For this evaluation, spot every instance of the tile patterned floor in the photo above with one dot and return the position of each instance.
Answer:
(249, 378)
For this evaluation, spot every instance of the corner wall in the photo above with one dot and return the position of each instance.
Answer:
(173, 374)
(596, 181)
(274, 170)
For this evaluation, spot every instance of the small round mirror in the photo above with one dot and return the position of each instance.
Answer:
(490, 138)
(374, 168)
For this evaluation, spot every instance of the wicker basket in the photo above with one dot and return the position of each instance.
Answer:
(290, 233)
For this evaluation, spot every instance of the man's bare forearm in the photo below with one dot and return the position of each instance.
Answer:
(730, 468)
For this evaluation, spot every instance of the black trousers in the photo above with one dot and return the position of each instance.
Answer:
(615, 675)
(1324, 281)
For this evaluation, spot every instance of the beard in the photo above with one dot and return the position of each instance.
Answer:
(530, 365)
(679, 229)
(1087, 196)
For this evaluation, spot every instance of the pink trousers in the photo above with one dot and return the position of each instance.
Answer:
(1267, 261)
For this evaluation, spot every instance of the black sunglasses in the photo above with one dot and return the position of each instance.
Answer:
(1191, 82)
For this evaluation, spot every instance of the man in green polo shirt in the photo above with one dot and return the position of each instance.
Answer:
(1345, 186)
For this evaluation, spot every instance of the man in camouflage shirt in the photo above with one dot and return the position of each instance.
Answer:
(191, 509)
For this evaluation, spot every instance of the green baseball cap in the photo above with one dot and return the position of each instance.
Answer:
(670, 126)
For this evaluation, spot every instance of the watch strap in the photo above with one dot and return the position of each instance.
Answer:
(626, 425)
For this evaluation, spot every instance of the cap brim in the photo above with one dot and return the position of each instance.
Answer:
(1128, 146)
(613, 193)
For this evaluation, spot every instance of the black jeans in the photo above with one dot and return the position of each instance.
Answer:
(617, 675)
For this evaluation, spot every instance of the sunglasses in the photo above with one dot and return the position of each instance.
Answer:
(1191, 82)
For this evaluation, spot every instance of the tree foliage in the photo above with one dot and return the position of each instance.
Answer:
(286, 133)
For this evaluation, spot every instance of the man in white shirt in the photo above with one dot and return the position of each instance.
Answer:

== Goal ==
Revise the lines above by changing "one dot" to "a single point" every time it occurs. Leave every other word as it is.

== Task output ==
For this evaluation, spot every instance of the tile patterned floor in the photo above with a single point and return the position of each instance.
Answer:
(249, 378)
For this evaluation, spot every instance of the corner wall in the photo above with a single point and return the position of each instance.
Answer:
(173, 374)
(596, 181)
(274, 170)
For this evaluation, spot every instance of the small round mirror in the photo above with a single point and return the position of each instance.
Answer:
(490, 138)
(374, 168)
For this evaluation, spot every instance of the wicker basket in the photo above with a single point and return the position of each instance.
Answer:
(290, 233)
For this evaluation, spot every instance of the man's bare forearm in the photo below with a single point and return the position of each instance.
Answer:
(730, 468)
For this evaluation, spot every instance of the black trousers in the photo above with a single point and return the position of each instance.
Answer:
(615, 675)
(1324, 281)
For this evaluation, spot every instance of the beard in the photo above with a single point and return the position of each instance.
Answer:
(530, 365)
(679, 229)
(1087, 196)
For this evaluation, spot every instance of the pink trousers in the photo above with a single point and return the position of each instance.
Answer:
(1267, 261)
For this evaluation, spot every instance of the black sunglasses in the photo above with a single point and return the position of each instance.
Answer:
(1191, 82)
For this evaluation, spot every instance of the man in green polo shirt in the photo above with a single point and return the position of each instance.
Answer:
(1345, 186)
For this evaluation, spot every instance of the man in camouflage shirt in the photo above with a single point and return the position of each instance.
Answer:
(191, 509)
For this evaluation, spot every instance of the green baseball cap in the photo above with a single point and return the position of each instance.
Answer:
(670, 126)
For this evaluation, spot every instance of the watch strap in the photo above with a single point and return the position of each instance.
Answer:
(626, 425)
For this evaluation, spot every instance of the cap brim in the photo above with a single point and return the position of each instance.
Answer:
(1128, 146)
(613, 193)
For this evaluation, spot every instance of the black jeans in the photo above with a single point and return the position of each instance.
Answer:
(617, 675)
For this evaluation, spot every instance of the sunglasses in the photo above with a single point and return the position of each instance.
Answer:
(1191, 82)
For this evaluation, spot every instance of the tree foliage in the photo above with a single point and return the position of each instance.
Answer:
(286, 133)
For this evaluation, spot every instance of the man in white shirt in the photo above with a single point and return the position of each instance.
Answer:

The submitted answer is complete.